TASK INSTRUCTIONS: Rewrite the material below, substituting "Locate" for every occurrence of "Pinpoint" and leaving everything else unchanged. Omit the pictures from your answer.

··· PROVIDED ENTRIES

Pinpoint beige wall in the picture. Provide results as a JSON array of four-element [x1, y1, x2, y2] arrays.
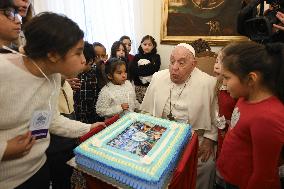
[[136, 0, 221, 69]]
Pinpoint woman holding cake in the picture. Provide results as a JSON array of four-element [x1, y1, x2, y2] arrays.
[[0, 5, 102, 189]]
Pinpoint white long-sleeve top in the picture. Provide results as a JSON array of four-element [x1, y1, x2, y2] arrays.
[[0, 54, 90, 189], [140, 68, 217, 141], [96, 80, 139, 117]]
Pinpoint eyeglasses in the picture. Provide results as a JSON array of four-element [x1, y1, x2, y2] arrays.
[[0, 8, 21, 21], [86, 59, 95, 66]]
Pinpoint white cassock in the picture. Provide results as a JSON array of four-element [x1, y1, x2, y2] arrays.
[[141, 68, 217, 141], [141, 68, 217, 189]]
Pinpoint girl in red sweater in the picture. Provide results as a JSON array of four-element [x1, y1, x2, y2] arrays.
[[217, 42, 284, 189]]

······

FINISHED EXERCISE:
Locate beige wall in the picture. Provide results as a JSON array of four-element [x1, y1, x2, y2] arrays.
[[136, 0, 221, 69]]
Locate woman holding cake in the picture. Provide results as a JSON array of four-element [x1, y1, x2, y2] arrays.
[[0, 5, 102, 189]]
Locate white long-sleeve top in the picture. Provide results as a JSON array of four-element [x1, y1, x2, y2] arrays.
[[0, 54, 90, 189], [140, 68, 217, 141], [96, 80, 139, 117]]
Locate eyeglasses in the picture. Provide results as a JSON array of four-element [x1, y1, x2, y2] arrays.
[[0, 8, 21, 21], [86, 59, 95, 66]]
Locate white cassock in the picture. Provide results as a JSON array of four-element [x1, y1, x2, y2] arrays.
[[141, 68, 217, 141], [141, 68, 217, 189]]
Locate girl in red sweater in the picture. Provide results as a JSON array of four-element [x1, y1, x2, y2] arrays.
[[217, 42, 284, 189]]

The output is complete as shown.